Your task:
Print every entry word for word, but omit the pictures.

Segment Start: Input data

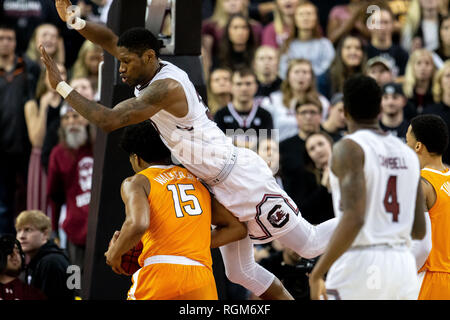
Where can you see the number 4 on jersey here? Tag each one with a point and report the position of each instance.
(390, 198)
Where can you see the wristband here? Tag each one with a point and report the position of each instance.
(64, 89)
(78, 24)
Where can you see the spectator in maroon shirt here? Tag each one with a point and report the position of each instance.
(11, 264)
(69, 181)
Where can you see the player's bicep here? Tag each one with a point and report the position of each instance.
(348, 165)
(134, 192)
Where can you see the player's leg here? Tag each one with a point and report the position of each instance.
(241, 268)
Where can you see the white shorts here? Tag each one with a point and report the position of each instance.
(252, 194)
(376, 273)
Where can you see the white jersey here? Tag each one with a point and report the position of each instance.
(392, 174)
(194, 140)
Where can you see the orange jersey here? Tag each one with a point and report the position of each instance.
(180, 216)
(439, 258)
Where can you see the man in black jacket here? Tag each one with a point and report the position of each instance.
(47, 265)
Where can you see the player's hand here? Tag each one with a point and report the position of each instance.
(317, 287)
(53, 73)
(61, 7)
(115, 262)
(114, 239)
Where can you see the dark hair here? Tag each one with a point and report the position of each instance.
(243, 72)
(362, 97)
(139, 40)
(143, 140)
(226, 52)
(432, 131)
(339, 72)
(7, 243)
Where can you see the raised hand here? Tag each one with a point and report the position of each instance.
(61, 7)
(53, 73)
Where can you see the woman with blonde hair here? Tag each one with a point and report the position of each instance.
(48, 35)
(282, 27)
(441, 94)
(421, 28)
(418, 80)
(213, 28)
(298, 87)
(307, 41)
(86, 65)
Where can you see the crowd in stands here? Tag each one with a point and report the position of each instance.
(274, 73)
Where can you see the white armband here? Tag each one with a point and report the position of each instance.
(64, 89)
(78, 24)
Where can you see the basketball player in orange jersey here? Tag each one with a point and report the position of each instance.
(169, 210)
(428, 136)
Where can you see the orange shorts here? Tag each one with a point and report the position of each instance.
(163, 281)
(435, 286)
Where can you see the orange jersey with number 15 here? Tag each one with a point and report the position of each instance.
(180, 216)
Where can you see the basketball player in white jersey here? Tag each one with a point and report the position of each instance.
(377, 198)
(239, 179)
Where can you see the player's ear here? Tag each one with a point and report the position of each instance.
(149, 55)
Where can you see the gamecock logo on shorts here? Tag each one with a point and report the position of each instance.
(277, 217)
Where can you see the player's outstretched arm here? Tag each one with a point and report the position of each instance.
(228, 227)
(161, 94)
(134, 192)
(348, 165)
(97, 33)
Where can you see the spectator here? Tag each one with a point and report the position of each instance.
(86, 65)
(11, 264)
(381, 43)
(242, 118)
(237, 46)
(69, 181)
(418, 81)
(348, 19)
(335, 125)
(441, 93)
(47, 265)
(25, 17)
(292, 150)
(444, 39)
(18, 77)
(51, 136)
(214, 28)
(380, 69)
(307, 42)
(48, 35)
(40, 113)
(282, 27)
(392, 111)
(298, 87)
(265, 66)
(421, 28)
(218, 89)
(350, 59)
(312, 192)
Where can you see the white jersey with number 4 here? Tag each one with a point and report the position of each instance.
(194, 139)
(392, 174)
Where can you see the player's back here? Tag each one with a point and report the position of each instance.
(391, 172)
(194, 139)
(439, 258)
(180, 216)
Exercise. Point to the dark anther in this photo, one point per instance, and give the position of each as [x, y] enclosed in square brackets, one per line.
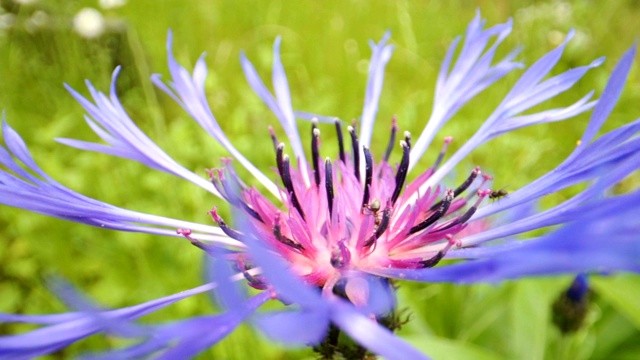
[438, 161]
[462, 219]
[277, 232]
[315, 150]
[356, 151]
[255, 282]
[401, 175]
[437, 213]
[464, 186]
[234, 234]
[340, 140]
[382, 227]
[288, 184]
[214, 177]
[407, 139]
[209, 249]
[392, 140]
[279, 159]
[234, 199]
[467, 182]
[427, 263]
[368, 176]
[274, 139]
[328, 183]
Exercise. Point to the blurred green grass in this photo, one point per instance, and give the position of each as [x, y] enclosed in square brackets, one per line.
[325, 53]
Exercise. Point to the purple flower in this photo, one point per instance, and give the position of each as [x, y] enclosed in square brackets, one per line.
[344, 227]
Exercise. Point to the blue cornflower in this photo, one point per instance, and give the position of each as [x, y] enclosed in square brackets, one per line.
[347, 226]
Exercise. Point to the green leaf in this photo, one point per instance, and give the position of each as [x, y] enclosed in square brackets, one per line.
[622, 292]
[442, 348]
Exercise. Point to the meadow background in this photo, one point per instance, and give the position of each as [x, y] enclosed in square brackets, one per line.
[325, 53]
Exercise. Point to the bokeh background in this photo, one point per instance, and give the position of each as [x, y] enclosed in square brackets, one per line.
[44, 44]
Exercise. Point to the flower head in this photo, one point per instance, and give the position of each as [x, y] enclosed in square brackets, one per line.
[348, 225]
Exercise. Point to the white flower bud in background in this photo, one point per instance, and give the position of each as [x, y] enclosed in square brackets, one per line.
[89, 23]
[111, 4]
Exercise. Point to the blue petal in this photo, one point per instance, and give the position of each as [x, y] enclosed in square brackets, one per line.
[370, 334]
[77, 326]
[604, 238]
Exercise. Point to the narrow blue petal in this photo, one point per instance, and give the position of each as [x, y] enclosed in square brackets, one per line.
[297, 328]
[370, 334]
[604, 238]
[74, 328]
[610, 95]
[281, 107]
[379, 59]
[188, 90]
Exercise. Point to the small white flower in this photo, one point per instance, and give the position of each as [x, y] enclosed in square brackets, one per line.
[89, 23]
[111, 4]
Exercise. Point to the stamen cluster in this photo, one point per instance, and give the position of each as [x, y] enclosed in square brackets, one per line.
[349, 217]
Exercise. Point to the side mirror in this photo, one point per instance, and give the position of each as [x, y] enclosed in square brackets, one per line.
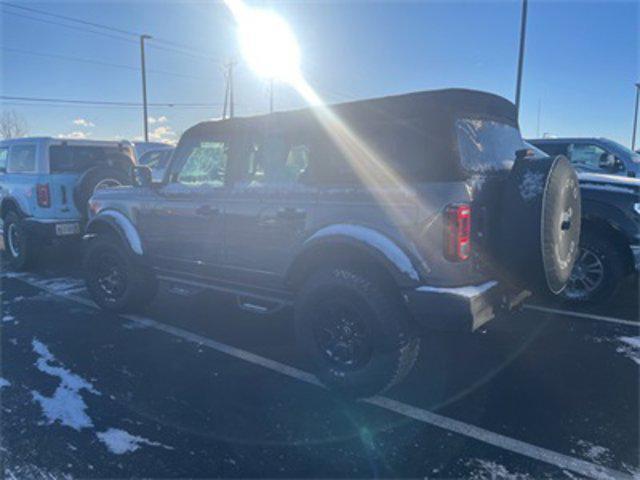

Segment End: Input data

Written response:
Where can you see the number 4 on jersey here? Tag each one with a point and report the position of each instance.
(390, 198)
Where can you see the wristband here? Tag each one with a point and report the position of each instance.
(64, 89)
(78, 24)
Where can you see the spectator in maroon shirt here? Tag each one with a point and report the position of each instance.
(11, 264)
(69, 181)
Where can you see the player's bicep here? Tag each one with a point and report the position of each instance.
(348, 165)
(134, 192)
Where can you see the player's leg here? Tag each one with a point and report the position of each instance.
(241, 268)
Where can you see the white shorts here? Tag each one with a point and report the position of each instance.
(252, 194)
(376, 273)
Where can you see the white jersey here? Tag each one with a point and report the position of each instance.
(392, 174)
(194, 140)
Where can you see the orange jersey here? Tag each one with a point and report the position of each instance.
(180, 216)
(439, 258)
Where can you see the man in black jacket here? Tag each one with a point and report the position of each instance.
(47, 265)
Where can you see the player's hand here? Tag each one with a point and report the position of each instance.
(317, 287)
(53, 73)
(61, 7)
(115, 262)
(114, 239)
Where can you see the dark hair here? Tag each one with a point and report the position of each instance.
(243, 72)
(362, 97)
(139, 40)
(143, 140)
(226, 52)
(432, 131)
(339, 72)
(7, 243)
Where can you see the raised hand here? Tag each one with a point and report the position of each instance.
(61, 7)
(53, 73)
Where can you see the woman with blonde hair here? Tag each one with a point and report the position of each instance.
(48, 35)
(282, 27)
(441, 94)
(421, 28)
(418, 80)
(213, 28)
(298, 87)
(307, 41)
(86, 65)
Where can you see the crowd in stands here? Tag each one with a point and report the position of each instance.
(274, 73)
Where can you see the white armband here? Tag each one with a point and report the position of each instance.
(64, 89)
(78, 24)
Where can you see the basketball player in orange jersey here? Tag each one with a point and report the position of each instance.
(169, 210)
(428, 136)
Where can you see the orange shorts here? Tag each one with a point and report the position of each instance.
(163, 281)
(435, 286)
Where can you see the orange jersey with number 15 here? Tag each one with a point and report the position of each instance.
(180, 216)
Where can you see the basketball player in white jersey here? Tag each one with a point and report the position of each instance.
(377, 198)
(239, 179)
Where can you see the player's ear here? Tag each one with a point and report the position of each instance.
(149, 55)
Where can you see the gamecock logo on shorts here? Tag each one with a point and report the position of each instance.
(277, 217)
Where can you see the player's outstretched arm here? Tag each one with a point and report the position of each instance.
(228, 227)
(161, 94)
(134, 192)
(348, 165)
(97, 33)
Where can you see the spectator here? Tag each one with a point and report the position of each instance.
(86, 65)
(11, 264)
(381, 43)
(242, 118)
(237, 46)
(69, 181)
(418, 81)
(348, 19)
(335, 125)
(441, 93)
(47, 265)
(25, 17)
(292, 150)
(444, 39)
(18, 77)
(51, 136)
(214, 28)
(380, 69)
(307, 42)
(48, 35)
(40, 113)
(282, 27)
(392, 111)
(298, 87)
(265, 66)
(421, 28)
(218, 89)
(350, 59)
(312, 192)
Where can you see the white jersey with number 4 here? Tag each one with a point and report the position of each instance.
(194, 139)
(392, 174)
Where can you see the player's back here? Tag each one with a point and report the position of each instance.
(391, 172)
(194, 139)
(439, 258)
(180, 216)
Exercise. Point to the dark anther in this photo, one point per instance, and give the position of each as [x, y] enclosed in square brackets, one per line.
[438, 161]
[462, 219]
[277, 232]
[315, 150]
[356, 151]
[255, 282]
[401, 175]
[437, 213]
[464, 186]
[234, 234]
[340, 140]
[382, 227]
[288, 184]
[214, 177]
[407, 139]
[209, 249]
[392, 140]
[279, 159]
[234, 199]
[467, 182]
[427, 263]
[368, 176]
[274, 139]
[328, 183]
Exercise. Point to the blurred green grass in this photo, one point per instance, and give the position of each as [x, y] enclosed in square brackets, one per line.
[325, 53]
Exercise. Point to the purple flower in this photo, one point per instance, and give the position of each as [x, y] enclosed in square brackets, one per line.
[344, 227]
Exercise. Point to the blue cornflower in this photo, one point per instance, and give the position of each as [x, y] enclosed in square brackets, one per line.
[347, 226]
Exercise. Point to the green leaf in this photo, one point per instance, and give the position of each as [x, y] enclosed in square brackets, one per line.
[622, 292]
[442, 348]
Exercise. Point to the meadow background in this photo, one point per instance, and give the position of each as [x, y] enclosed in square brackets, one per line.
[325, 53]
Exercise. Point to the bokeh background in this photo, one point per instance, and give the position of each as [x, y] enclosed in square brackets, one per line.
[44, 44]
Exercise. Point to the flower head in this photo, one point per instance, and give the position of each as [x, y] enclosed in square brackets, one per line.
[348, 225]
Exercise. Point to the white flower bud in background in this photo, one point per instance, and give the position of each as [x, y] enclosed in square brackets, one per line.
[89, 23]
[111, 4]
Exercise. Point to the blue petal in this photo, one point per instance, and give the position of each as [x, y] enclosed in square brackets, one per line.
[370, 334]
[77, 326]
[604, 238]
Exercise. Point to the narrow blue petal in this photo, one point per instance, and give the position of each as [x, y] enclosed in square brackets, one per line.
[297, 328]
[370, 334]
[604, 238]
[74, 328]
[610, 95]
[281, 107]
[379, 59]
[188, 90]
Exercise. Point to the small white flower in this photo, one point per instance, and give the position of each as [x, y] enclosed in square brackets, one per line.
[89, 23]
[111, 4]
Exercise. Point to the stamen cluster in this photo, one point per instance, and give the position of each as [x, y] enclosed in square brackets, one per line.
[349, 217]
Exercise. Point to the side mirror in this photo, one point per instance, and give the position of each as [x, y] enclosed in square brackets, one per line.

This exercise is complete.